(Mask labeling records)
★ ★ ★ ★ ★
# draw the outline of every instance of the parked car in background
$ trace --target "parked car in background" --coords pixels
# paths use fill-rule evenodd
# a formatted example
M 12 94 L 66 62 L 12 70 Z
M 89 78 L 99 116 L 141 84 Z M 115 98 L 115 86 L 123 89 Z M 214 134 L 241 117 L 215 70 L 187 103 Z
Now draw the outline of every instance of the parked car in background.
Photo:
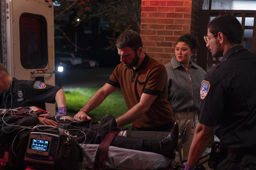
M 80 54 L 56 53 L 55 57 L 56 60 L 62 61 L 68 67 L 76 66 L 89 68 L 99 66 L 99 63 L 97 61 L 88 59 Z
M 81 66 L 81 57 L 77 57 L 74 53 L 58 53 L 55 54 L 55 60 L 62 61 L 67 67 L 72 66 Z

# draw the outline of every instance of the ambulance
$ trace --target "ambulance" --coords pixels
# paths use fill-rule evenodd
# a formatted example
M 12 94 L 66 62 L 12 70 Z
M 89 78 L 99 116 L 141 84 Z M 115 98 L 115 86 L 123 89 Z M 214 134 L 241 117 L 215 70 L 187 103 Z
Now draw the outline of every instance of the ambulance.
M 53 5 L 51 0 L 2 0 L 1 63 L 19 80 L 55 85 Z M 47 110 L 54 104 L 46 103 Z

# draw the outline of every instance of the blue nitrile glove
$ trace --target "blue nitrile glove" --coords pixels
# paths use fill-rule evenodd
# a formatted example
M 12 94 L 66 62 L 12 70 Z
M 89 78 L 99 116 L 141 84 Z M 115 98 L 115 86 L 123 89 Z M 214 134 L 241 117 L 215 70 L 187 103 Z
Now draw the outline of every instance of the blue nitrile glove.
M 184 170 L 195 170 L 196 169 L 196 166 L 195 165 L 193 167 L 191 167 L 188 165 L 187 162 L 186 162 L 186 165 L 185 165 L 185 168 Z
M 63 116 L 67 116 L 67 108 L 64 107 L 59 107 L 58 113 Z

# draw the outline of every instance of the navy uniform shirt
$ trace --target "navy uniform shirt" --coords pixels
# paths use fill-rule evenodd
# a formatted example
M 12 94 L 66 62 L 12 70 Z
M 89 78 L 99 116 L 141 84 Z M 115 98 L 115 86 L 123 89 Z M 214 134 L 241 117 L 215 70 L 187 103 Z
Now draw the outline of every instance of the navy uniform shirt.
M 34 106 L 45 110 L 45 103 L 55 103 L 55 95 L 61 88 L 39 81 L 13 79 L 11 93 L 10 87 L 9 91 L 5 93 L 4 99 L 4 93 L 0 95 L 1 109 L 4 108 L 4 103 L 7 103 L 6 109 Z
M 214 126 L 225 146 L 255 148 L 256 54 L 242 46 L 233 47 L 202 84 L 199 122 Z

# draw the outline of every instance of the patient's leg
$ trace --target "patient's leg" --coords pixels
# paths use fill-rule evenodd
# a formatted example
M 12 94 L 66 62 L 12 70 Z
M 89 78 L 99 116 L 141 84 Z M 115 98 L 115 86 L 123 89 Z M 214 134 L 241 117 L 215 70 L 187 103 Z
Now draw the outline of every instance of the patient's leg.
M 159 141 L 162 137 L 166 136 L 169 133 L 165 132 L 128 130 L 126 136 L 133 139 L 142 139 L 145 141 L 153 142 Z

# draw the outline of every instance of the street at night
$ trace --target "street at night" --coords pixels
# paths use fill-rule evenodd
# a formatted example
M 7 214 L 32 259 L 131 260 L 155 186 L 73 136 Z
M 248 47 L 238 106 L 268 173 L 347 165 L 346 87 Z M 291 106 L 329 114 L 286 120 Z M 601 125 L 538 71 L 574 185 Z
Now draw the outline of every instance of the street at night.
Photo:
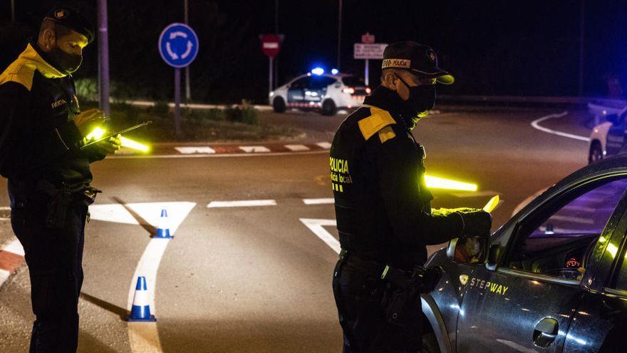
M 585 142 L 531 125 L 561 111 L 445 107 L 428 118 L 414 131 L 427 150 L 428 171 L 479 185 L 476 193 L 436 192 L 434 207 L 480 208 L 500 195 L 496 229 L 527 198 L 584 166 Z M 346 118 L 262 116 L 303 126 L 318 139 L 332 136 Z M 571 111 L 542 126 L 585 135 L 586 117 Z M 120 157 L 94 165 L 94 185 L 104 193 L 87 226 L 79 351 L 142 352 L 138 339 L 131 344 L 120 316 L 162 207 L 170 208 L 177 225 L 173 240 L 157 240 L 170 242 L 160 261 L 150 264 L 157 275 L 156 330 L 163 352 L 338 351 L 341 331 L 329 278 L 337 254 L 305 220 L 336 238 L 333 208 L 324 200 L 304 201 L 333 197 L 328 151 L 197 158 L 171 150 L 176 158 Z M 216 201 L 267 200 L 276 205 L 207 208 Z M 8 205 L 6 198 L 3 203 Z M 124 211 L 126 204 L 130 212 Z M 139 224 L 128 224 L 133 220 Z M 3 222 L 8 240 L 9 222 Z M 23 267 L 0 290 L 0 330 L 7 333 L 1 344 L 8 352 L 24 349 L 29 335 L 27 285 Z
M 625 5 L 0 1 L 0 353 L 627 352 Z

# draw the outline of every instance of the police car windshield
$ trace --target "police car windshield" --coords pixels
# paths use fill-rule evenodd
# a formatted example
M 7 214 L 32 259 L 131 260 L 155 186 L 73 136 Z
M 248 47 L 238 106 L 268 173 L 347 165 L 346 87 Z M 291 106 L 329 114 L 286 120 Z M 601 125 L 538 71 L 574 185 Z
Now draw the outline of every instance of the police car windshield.
M 342 82 L 351 87 L 366 87 L 363 79 L 357 76 L 344 76 L 342 78 Z

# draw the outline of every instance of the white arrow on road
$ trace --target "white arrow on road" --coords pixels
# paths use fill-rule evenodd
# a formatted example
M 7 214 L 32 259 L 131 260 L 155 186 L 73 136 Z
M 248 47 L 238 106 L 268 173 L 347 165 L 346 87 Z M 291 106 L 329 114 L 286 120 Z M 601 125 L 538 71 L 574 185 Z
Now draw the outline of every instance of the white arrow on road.
M 179 225 L 185 220 L 187 214 L 195 205 L 195 203 L 186 202 L 127 203 L 123 205 L 120 204 L 94 205 L 89 208 L 89 213 L 92 220 L 138 225 L 139 222 L 127 210 L 126 208 L 128 208 L 151 225 L 157 227 L 161 216 L 161 210 L 165 208 L 167 210 L 169 216 L 170 232 L 173 235 Z M 157 285 L 157 272 L 159 270 L 161 258 L 163 257 L 163 253 L 165 252 L 168 244 L 170 244 L 169 239 L 152 238 L 146 246 L 130 281 L 127 305 L 129 311 L 133 305 L 133 297 L 135 295 L 137 278 L 138 276 L 145 276 L 150 309 L 152 310 L 152 313 L 156 315 L 155 290 Z M 127 327 L 132 352 L 157 353 L 162 352 L 156 322 L 130 322 Z
M 312 218 L 301 218 L 301 222 L 306 225 L 314 234 L 318 236 L 321 240 L 333 249 L 333 251 L 340 253 L 340 242 L 333 236 L 324 227 L 337 226 L 336 220 L 316 220 Z

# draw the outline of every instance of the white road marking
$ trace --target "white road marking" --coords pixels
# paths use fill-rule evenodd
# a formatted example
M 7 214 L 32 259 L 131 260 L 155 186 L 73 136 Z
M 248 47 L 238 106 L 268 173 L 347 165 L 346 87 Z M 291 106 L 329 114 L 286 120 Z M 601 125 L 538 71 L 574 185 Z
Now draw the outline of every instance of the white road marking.
M 10 207 L 0 207 L 0 210 L 2 210 L 2 211 L 10 210 L 11 210 Z M 11 218 L 10 217 L 0 217 L 0 220 L 11 220 Z
M 267 153 L 270 149 L 265 146 L 239 146 L 239 149 L 247 153 Z
M 575 206 L 574 205 L 570 205 L 570 206 L 564 206 L 564 208 L 562 208 L 562 210 L 569 210 L 571 211 L 587 212 L 589 213 L 594 213 L 596 212 L 596 208 L 594 208 L 585 207 L 585 206 Z
M 14 254 L 19 255 L 20 256 L 24 256 L 24 248 L 22 247 L 22 244 L 17 239 L 14 239 L 9 244 L 4 245 L 2 247 L 2 250 L 4 251 L 8 251 L 9 252 L 13 252 Z
M 195 205 L 195 203 L 187 202 L 125 204 L 126 207 L 130 208 L 155 227 L 158 227 L 161 210 L 167 209 L 167 215 L 170 216 L 170 232 L 172 235 Z M 95 205 L 90 207 L 89 210 L 93 220 L 125 224 L 139 224 L 137 220 L 133 218 L 122 205 Z M 155 291 L 157 285 L 157 272 L 161 259 L 170 242 L 169 239 L 159 238 L 152 238 L 148 242 L 131 278 L 127 302 L 127 309 L 129 311 L 133 305 L 133 297 L 135 295 L 138 277 L 145 276 L 150 310 L 156 316 L 157 307 L 155 304 Z M 132 352 L 162 352 L 156 322 L 129 322 L 127 327 Z
M 557 113 L 557 114 L 549 114 L 548 116 L 543 116 L 542 118 L 539 118 L 538 119 L 536 119 L 536 120 L 532 121 L 532 126 L 535 129 L 539 130 L 540 131 L 542 131 L 542 132 L 544 132 L 546 133 L 551 133 L 553 135 L 557 135 L 558 136 L 573 138 L 574 140 L 579 140 L 581 141 L 589 142 L 590 141 L 589 137 L 581 136 L 579 135 L 574 135 L 572 133 L 564 133 L 561 131 L 558 131 L 556 130 L 551 130 L 550 128 L 543 128 L 542 126 L 540 126 L 539 123 L 542 123 L 542 121 L 544 121 L 545 120 L 551 119 L 552 118 L 561 118 L 562 116 L 564 116 L 566 114 L 568 114 L 568 111 L 563 111 L 563 112 Z
M 7 271 L 6 270 L 2 270 L 0 268 L 0 287 L 2 287 L 2 285 L 6 282 L 6 280 L 9 280 L 9 276 L 11 275 L 11 272 Z
M 241 201 L 212 201 L 207 205 L 207 208 L 227 207 L 254 207 L 254 206 L 276 206 L 274 200 L 243 200 Z
M 335 199 L 331 198 L 304 198 L 303 203 L 305 205 L 323 205 L 328 203 L 334 203 Z
M 285 145 L 285 148 L 289 150 L 294 150 L 294 151 L 311 150 L 311 148 L 306 146 L 305 145 Z
M 175 147 L 175 150 L 184 155 L 192 155 L 195 153 L 213 154 L 215 150 L 208 146 L 189 146 L 189 147 Z
M 333 251 L 340 253 L 340 242 L 338 241 L 328 231 L 324 229 L 324 226 L 337 226 L 336 220 L 314 220 L 311 218 L 301 218 L 301 222 L 306 225 L 314 234 L 318 236 L 321 240 L 333 249 Z
M 226 157 L 268 157 L 276 155 L 317 155 L 328 153 L 326 150 L 308 150 L 303 152 L 271 152 L 269 153 L 215 153 L 215 154 L 195 154 L 195 155 L 109 155 L 105 160 L 110 159 L 138 159 L 138 158 L 226 158 Z
M 450 195 L 456 198 L 478 198 L 482 196 L 494 196 L 500 195 L 498 191 L 487 190 L 485 191 L 467 191 L 465 193 L 451 193 Z
M 549 220 L 563 220 L 564 222 L 571 222 L 573 223 L 579 223 L 582 225 L 594 225 L 594 220 L 590 218 L 581 218 L 581 217 L 563 216 L 559 215 L 554 215 L 549 218 Z

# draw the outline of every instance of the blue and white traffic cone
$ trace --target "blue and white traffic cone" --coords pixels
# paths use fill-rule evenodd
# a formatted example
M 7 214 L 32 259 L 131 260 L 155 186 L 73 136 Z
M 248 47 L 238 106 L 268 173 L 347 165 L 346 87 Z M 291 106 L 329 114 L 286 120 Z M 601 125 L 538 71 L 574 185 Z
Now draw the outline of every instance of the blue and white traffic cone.
M 150 303 L 148 298 L 148 291 L 146 289 L 146 277 L 144 276 L 138 277 L 135 296 L 133 297 L 133 306 L 130 307 L 130 314 L 126 317 L 126 321 L 129 322 L 157 321 L 155 315 L 150 314 Z
M 159 218 L 159 225 L 157 227 L 157 235 L 155 237 L 171 239 L 173 237 L 170 235 L 170 218 L 167 218 L 167 210 L 161 210 L 161 217 Z

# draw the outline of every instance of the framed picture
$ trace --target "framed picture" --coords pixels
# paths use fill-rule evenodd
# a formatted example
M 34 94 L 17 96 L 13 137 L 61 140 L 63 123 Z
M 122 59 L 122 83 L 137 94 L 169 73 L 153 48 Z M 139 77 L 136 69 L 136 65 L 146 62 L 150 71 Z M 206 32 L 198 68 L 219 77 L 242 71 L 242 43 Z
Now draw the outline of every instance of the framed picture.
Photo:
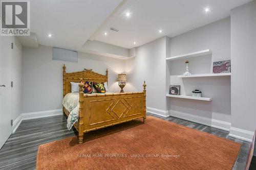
★ ★ ★ ★ ★
• WHAT IS REQUIRED: Output the lines from the line containing "# draw the outline of every instance of the street" through the line containing "M 585 142 L", inclusive, as a JSON list of strings with one string per line and no blank lines. Leave the pictures out.

• FULL ANSWER:
[
  "# draw the outline of every instance of the street at night",
  "$ trace --target \"street at night\" --coords pixels",
  "# paths use fill-rule evenodd",
  "# a formatted example",
  "M 7 214 L 32 259 L 131 260 L 155 186 L 73 136 Z",
  "M 248 47 L 238 106 L 268 173 L 347 165 L 346 87 Z M 291 106 L 329 114 L 286 120 Z M 601 125 L 538 71 L 574 185 Z",
  "Now draw the outline of every instance of the street at night.",
  "Photo:",
  "M 585 142 L 531 125 L 561 111 L 445 107 L 428 118 L 414 131 L 427 150 L 428 171 L 479 185 L 476 193 L 436 192 L 434 207 L 480 208 L 500 195 L 496 229 L 527 198 L 584 166 Z M 346 118 L 262 116 L 303 126 L 318 139 L 332 136 Z M 571 111 L 542 126 L 585 135 L 586 117 Z M 120 157 L 94 165 L 94 185 L 104 193 L 87 226 L 79 351 L 142 352 L 138 339 L 131 344 L 120 316 L 162 207 L 170 208 L 177 225 L 173 240 L 157 240 L 170 242 L 160 261 L 150 264 L 157 275 L 156 330 L 163 352 L 338 351 L 341 331 L 329 278 L 337 254 L 305 220 L 336 238 L 333 208 L 324 200 L 304 201 L 333 197 L 328 151 L 197 158 L 171 150 L 176 158 Z M 216 201 L 267 200 L 276 205 L 207 208 Z M 8 205 L 6 198 L 3 203 Z M 124 211 L 126 204 L 130 212 Z M 139 224 L 128 224 L 133 220 Z M 3 222 L 8 240 L 9 222 Z M 23 267 L 0 290 L 0 330 L 7 333 L 1 344 L 8 352 L 24 349 L 29 335 L 27 285 Z"
]